* _WHAT YOU ARE ASKED TO DO_: The answer must be every line of the data that holds the word "balcony".

* _SUPPLIED ENTRIES_:
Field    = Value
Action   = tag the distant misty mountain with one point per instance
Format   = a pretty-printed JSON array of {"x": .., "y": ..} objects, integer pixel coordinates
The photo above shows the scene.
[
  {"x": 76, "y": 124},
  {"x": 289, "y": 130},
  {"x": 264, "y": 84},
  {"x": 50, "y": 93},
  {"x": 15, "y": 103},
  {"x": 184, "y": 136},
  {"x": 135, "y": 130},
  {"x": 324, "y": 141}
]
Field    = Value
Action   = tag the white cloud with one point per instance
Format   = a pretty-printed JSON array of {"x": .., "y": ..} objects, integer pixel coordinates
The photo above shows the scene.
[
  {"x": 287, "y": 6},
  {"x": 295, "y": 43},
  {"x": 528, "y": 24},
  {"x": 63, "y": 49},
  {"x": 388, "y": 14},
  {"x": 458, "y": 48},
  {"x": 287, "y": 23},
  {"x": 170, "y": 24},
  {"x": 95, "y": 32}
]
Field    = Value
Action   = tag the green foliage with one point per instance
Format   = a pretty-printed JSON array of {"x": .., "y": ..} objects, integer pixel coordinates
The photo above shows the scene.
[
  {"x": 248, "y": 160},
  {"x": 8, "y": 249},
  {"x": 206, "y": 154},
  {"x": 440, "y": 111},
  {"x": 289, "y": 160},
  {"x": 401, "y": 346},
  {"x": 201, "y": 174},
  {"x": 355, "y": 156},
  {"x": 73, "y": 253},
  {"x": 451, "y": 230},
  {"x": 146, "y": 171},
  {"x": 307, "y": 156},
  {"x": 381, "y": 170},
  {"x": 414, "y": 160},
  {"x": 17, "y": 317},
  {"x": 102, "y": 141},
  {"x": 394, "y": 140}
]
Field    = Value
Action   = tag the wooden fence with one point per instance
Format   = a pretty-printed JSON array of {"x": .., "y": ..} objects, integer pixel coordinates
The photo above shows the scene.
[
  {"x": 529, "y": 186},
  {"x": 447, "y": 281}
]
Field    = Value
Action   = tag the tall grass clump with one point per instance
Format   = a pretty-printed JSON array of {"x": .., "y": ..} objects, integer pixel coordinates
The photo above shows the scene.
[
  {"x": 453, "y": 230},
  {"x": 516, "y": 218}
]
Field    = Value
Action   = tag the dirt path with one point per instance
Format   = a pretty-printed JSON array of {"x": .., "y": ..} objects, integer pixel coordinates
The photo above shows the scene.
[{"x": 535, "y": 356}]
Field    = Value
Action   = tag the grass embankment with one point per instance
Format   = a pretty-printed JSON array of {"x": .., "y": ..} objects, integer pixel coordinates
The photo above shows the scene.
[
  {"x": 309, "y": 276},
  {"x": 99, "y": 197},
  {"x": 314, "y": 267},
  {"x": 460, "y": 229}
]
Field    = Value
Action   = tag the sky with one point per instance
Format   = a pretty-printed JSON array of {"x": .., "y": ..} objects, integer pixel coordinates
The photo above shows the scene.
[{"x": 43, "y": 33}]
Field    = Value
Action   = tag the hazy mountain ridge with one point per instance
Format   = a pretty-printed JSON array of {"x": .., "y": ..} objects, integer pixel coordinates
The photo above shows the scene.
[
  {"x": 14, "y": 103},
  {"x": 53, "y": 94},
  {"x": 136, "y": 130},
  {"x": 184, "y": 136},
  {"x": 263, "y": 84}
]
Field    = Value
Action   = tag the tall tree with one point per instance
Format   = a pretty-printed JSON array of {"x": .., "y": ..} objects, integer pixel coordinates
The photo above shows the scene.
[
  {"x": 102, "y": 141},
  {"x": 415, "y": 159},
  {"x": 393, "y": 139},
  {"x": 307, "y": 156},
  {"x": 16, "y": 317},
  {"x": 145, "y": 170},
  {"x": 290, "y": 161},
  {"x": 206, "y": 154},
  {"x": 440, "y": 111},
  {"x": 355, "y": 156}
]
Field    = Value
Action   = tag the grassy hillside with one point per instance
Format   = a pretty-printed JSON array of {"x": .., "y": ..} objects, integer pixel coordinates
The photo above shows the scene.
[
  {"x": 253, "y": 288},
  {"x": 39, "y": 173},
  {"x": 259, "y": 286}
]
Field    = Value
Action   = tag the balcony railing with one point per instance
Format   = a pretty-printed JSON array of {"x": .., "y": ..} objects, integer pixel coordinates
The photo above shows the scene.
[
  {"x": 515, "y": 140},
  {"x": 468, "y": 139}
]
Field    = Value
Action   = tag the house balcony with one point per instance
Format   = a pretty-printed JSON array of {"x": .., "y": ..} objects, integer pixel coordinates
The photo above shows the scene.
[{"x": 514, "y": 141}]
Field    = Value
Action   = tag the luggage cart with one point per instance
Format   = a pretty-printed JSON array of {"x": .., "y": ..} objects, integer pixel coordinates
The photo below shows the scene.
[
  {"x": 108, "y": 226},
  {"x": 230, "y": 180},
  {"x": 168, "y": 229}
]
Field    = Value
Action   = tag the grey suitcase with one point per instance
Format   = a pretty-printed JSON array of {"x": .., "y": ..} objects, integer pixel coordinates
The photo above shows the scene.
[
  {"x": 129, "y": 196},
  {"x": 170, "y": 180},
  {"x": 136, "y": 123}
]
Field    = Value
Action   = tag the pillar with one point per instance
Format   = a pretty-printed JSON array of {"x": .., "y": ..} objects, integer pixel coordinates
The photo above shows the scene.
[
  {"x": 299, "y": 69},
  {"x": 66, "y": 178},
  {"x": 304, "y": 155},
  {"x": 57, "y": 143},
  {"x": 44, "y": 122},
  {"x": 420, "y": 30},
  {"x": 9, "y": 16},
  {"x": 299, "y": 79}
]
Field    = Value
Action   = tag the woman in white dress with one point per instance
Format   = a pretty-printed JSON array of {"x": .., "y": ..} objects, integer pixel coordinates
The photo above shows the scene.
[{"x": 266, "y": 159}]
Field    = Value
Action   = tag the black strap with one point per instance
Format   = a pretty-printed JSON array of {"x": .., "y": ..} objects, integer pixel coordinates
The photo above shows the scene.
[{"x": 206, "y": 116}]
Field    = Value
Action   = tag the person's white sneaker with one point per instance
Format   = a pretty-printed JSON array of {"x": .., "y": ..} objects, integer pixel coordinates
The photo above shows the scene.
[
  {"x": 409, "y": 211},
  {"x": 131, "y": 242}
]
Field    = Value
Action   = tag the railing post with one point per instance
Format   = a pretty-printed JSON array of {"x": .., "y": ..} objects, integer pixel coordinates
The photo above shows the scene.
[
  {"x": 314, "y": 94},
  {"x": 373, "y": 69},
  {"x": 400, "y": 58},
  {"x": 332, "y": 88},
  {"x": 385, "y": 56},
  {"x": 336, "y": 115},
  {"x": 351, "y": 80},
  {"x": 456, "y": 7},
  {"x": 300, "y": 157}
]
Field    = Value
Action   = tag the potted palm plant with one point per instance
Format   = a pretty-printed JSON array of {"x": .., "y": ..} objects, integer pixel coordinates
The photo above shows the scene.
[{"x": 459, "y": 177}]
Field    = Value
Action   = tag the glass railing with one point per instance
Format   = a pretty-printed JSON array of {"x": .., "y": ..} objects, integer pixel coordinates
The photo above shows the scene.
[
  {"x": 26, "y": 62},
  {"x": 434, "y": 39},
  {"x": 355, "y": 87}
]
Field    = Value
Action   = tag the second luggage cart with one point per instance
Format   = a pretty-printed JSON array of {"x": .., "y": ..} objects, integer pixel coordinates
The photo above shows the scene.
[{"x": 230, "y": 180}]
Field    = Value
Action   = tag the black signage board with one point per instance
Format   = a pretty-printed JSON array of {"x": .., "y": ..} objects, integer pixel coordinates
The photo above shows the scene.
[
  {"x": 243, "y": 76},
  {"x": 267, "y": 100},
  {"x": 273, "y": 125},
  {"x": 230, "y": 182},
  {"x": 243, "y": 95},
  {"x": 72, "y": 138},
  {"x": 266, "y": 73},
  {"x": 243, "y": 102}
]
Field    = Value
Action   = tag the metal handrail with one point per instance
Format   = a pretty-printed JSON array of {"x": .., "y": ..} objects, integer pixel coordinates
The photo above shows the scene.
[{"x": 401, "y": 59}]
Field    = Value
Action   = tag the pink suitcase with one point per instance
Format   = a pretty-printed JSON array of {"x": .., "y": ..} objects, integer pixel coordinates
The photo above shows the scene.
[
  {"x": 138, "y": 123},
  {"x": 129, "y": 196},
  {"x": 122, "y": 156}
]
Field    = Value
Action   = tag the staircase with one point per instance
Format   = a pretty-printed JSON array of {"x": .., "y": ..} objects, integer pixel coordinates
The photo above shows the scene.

* _RESULT BELOW_:
Action   = tag the balcony railing with one point per instance
Action   = tag the house balcony with one point per instance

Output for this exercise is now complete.